PROBLEM DETAILS: Reproduce only the rows starting at the line that contains "My project requires locating the asphalt" and ending with the line that contains "264 0 1280 538", substituting "I need help" for each occurrence of "My project requires" and leaving everything else unchanged.

DATA SHOWN:
# # # # # # #

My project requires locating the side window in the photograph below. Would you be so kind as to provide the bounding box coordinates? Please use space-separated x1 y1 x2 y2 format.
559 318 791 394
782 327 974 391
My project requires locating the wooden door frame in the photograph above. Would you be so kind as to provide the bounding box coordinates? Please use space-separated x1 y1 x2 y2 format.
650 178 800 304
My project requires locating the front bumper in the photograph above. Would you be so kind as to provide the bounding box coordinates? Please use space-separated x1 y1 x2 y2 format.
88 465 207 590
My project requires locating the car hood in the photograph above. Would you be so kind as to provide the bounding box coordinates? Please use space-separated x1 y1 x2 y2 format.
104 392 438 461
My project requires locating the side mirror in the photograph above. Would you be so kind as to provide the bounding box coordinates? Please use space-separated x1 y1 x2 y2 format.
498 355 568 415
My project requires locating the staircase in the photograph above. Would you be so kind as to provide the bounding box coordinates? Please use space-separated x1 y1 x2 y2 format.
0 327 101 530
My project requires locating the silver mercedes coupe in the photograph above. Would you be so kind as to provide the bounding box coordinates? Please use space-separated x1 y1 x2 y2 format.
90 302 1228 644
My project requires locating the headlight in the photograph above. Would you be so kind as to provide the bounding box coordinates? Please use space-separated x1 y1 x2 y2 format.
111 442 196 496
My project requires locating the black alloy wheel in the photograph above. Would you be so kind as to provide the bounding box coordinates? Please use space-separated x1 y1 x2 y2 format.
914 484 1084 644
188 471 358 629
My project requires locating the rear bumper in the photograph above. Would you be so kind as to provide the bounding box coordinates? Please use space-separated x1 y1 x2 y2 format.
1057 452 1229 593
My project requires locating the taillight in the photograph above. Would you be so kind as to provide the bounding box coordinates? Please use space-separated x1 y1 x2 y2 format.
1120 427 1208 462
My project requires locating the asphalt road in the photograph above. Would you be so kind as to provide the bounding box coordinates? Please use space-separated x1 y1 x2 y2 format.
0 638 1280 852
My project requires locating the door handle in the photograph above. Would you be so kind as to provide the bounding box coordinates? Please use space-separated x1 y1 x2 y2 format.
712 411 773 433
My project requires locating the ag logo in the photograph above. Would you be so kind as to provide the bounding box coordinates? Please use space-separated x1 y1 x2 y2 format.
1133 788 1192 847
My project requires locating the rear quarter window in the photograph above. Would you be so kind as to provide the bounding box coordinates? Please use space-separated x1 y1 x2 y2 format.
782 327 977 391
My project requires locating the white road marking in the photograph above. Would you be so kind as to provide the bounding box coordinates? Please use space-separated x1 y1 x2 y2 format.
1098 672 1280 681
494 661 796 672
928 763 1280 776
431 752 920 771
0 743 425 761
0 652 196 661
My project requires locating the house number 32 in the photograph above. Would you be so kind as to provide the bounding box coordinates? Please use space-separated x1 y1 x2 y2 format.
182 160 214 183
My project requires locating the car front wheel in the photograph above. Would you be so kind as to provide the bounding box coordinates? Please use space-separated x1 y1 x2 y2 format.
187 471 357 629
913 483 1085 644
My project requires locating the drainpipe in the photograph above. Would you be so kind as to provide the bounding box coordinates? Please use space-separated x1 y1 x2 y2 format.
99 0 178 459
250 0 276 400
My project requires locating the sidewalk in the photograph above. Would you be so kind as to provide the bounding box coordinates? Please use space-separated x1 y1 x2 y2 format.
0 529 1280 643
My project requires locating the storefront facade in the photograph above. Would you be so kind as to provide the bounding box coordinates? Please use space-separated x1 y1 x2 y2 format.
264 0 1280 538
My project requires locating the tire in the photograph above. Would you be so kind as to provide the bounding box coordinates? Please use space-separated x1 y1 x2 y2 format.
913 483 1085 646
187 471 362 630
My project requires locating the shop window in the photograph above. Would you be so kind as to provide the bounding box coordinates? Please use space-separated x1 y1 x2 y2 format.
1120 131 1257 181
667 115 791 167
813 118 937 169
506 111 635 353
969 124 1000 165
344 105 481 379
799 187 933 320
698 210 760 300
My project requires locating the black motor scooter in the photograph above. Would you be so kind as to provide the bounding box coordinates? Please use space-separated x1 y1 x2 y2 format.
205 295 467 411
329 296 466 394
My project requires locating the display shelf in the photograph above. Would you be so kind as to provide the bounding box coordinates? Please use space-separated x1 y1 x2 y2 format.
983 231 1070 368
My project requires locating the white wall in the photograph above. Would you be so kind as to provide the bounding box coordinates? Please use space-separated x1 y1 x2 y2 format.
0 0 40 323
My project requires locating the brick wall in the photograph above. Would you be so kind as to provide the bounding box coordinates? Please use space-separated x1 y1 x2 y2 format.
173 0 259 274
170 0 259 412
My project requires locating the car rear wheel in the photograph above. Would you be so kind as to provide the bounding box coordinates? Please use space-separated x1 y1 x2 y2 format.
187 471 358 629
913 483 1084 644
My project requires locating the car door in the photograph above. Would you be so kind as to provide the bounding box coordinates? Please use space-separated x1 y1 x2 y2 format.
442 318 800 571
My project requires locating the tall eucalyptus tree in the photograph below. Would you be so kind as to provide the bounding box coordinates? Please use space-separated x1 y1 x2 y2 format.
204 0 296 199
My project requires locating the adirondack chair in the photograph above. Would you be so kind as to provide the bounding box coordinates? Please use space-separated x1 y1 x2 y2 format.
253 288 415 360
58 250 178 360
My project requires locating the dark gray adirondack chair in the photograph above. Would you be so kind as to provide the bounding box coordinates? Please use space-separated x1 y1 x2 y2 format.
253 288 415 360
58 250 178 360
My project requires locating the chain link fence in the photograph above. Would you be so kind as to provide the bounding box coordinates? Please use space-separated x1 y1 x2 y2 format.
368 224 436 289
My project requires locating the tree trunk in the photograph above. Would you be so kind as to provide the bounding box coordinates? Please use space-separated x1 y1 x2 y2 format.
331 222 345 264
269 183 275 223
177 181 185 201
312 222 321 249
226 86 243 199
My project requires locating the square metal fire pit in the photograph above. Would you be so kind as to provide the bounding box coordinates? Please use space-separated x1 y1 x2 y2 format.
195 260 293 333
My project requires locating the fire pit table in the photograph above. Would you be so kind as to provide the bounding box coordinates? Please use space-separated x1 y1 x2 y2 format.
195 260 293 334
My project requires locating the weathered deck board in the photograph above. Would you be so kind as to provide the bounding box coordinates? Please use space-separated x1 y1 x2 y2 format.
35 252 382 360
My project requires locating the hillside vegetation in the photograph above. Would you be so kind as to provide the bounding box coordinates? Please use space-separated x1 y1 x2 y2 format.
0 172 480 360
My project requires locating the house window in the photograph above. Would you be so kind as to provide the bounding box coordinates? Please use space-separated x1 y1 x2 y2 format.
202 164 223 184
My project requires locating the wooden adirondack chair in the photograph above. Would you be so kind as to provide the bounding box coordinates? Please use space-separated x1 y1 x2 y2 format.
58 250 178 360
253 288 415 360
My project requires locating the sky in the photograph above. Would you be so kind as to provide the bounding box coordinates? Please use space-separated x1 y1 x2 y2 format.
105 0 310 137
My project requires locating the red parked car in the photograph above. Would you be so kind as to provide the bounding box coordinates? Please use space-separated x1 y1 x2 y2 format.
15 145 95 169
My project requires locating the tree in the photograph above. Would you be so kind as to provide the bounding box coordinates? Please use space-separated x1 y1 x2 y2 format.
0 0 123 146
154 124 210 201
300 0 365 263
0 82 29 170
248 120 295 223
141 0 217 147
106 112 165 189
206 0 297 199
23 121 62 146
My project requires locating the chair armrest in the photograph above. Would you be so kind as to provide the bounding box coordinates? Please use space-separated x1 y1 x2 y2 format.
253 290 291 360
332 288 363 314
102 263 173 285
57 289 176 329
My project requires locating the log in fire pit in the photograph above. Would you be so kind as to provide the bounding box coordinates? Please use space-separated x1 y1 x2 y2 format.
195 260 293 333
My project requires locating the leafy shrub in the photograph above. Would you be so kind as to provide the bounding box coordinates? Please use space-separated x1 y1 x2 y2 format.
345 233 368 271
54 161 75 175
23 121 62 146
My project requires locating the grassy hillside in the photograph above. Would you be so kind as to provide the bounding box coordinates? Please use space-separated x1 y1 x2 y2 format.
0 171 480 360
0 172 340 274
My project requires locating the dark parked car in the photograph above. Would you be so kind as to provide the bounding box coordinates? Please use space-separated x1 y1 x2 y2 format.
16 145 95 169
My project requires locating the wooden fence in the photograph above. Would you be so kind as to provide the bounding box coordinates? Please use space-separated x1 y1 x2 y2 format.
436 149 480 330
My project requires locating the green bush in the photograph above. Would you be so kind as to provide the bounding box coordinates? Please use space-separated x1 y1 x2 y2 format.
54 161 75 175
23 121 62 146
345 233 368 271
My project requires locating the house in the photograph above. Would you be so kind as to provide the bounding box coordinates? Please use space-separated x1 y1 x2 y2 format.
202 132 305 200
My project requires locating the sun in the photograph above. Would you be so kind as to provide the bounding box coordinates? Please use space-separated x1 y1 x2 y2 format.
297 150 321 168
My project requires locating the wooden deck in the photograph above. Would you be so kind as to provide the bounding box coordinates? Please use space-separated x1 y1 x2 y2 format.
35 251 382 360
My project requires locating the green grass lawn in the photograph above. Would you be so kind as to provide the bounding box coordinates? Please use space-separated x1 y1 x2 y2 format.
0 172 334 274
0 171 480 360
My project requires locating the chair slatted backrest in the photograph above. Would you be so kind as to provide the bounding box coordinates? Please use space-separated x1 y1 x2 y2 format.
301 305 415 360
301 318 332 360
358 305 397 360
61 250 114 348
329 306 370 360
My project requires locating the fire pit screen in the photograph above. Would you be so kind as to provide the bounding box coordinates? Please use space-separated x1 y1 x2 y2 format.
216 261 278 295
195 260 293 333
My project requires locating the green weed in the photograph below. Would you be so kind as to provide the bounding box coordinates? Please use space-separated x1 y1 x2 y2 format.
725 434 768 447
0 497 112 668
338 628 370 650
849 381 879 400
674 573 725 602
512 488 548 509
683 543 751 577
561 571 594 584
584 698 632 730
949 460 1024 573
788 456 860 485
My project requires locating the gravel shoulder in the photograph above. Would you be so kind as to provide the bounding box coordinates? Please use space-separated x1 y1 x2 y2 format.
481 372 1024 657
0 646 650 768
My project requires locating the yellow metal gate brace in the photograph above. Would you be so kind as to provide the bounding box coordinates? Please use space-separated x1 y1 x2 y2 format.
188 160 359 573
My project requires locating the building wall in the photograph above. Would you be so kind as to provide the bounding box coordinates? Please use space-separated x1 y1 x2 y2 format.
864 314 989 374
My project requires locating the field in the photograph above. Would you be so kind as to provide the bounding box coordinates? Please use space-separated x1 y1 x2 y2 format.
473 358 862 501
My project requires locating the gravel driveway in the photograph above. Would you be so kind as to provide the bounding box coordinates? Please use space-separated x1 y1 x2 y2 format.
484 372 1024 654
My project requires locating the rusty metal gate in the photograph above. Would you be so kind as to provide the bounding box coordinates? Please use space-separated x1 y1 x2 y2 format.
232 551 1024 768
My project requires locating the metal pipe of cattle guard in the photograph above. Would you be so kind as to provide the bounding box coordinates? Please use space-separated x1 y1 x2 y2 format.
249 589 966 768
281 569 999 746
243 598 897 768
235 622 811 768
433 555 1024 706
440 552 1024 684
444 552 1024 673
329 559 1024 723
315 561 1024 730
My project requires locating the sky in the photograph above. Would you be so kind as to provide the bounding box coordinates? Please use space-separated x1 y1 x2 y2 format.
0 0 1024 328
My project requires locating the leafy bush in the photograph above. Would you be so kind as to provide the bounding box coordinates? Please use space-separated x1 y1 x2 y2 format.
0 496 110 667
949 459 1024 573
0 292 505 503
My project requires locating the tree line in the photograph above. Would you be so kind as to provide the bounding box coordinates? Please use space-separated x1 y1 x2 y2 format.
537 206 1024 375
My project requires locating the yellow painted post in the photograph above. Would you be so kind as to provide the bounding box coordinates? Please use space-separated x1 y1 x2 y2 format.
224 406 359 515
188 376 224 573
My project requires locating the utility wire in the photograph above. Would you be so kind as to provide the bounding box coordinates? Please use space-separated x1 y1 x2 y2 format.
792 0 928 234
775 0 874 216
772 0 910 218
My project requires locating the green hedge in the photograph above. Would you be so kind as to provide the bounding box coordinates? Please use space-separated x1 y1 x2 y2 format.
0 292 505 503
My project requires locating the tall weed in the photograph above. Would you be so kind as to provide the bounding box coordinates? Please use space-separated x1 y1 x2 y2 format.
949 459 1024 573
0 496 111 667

# # # # # # #

EXPECTED ANSWER:
I need help locating the asphalt road in the photograph above. Would you be so kind as to provide the bounding box coordinates? Please use space-separated x1 y1 x2 y2 format.
0 638 1280 852
I need help locating the door handle in the photograph above. Would you be so kind as to provide the bounding box coordinates? Please use space-separated x1 y1 x2 y2 format.
712 411 773 433
I need help locating the ag logo in the photograph above. Would you be so kind as to provide the bounding box coordinates? Please use space-separated x1 y1 x2 y2 format.
1133 788 1192 847
I need help locating the rear quarter window in the photograph above. Would you be so kind as to provide the bounding box coordinates? Please use space-separated x1 y1 x2 y2 format.
782 327 977 391
I need help locating the white road marking in the photograph above. Would you be so kind as to provide the bounding box coordinates? Please use space-separated x1 y1 x2 y2 format.
1098 672 1280 681
494 661 796 672
928 763 1280 776
431 752 920 771
0 743 425 761
0 652 196 661
I need help locating the house number 32 in the photograph above. Would you be so kind as to provide the bounding box coordinates? Please use space-separated x1 y1 x2 y2 format.
182 160 214 183
I need help locating the car front wheel in the photograph above. Would you be so kind as to provide the bounding box coordinates? Please use space-separated x1 y1 x2 y2 format.
187 471 357 629
913 483 1085 644
I need help locating the drainpipe in the photograph above. Would you be so kind as to provide the bounding box coordinates? Please use space-separated x1 y1 x2 y2 format.
99 0 178 459
250 0 276 400
I need help locating the sidewalk in the photograph above. Would you be so kind as to provide the bounding box coordinates? Please use space-separated x1 y1 x2 y2 format.
0 529 1280 643
I need help locating the storefront facade in the photograph above. Would you be so kind as to provide the bounding box coordinates? Please use space-separated x1 y1 x2 y2 format.
264 0 1280 538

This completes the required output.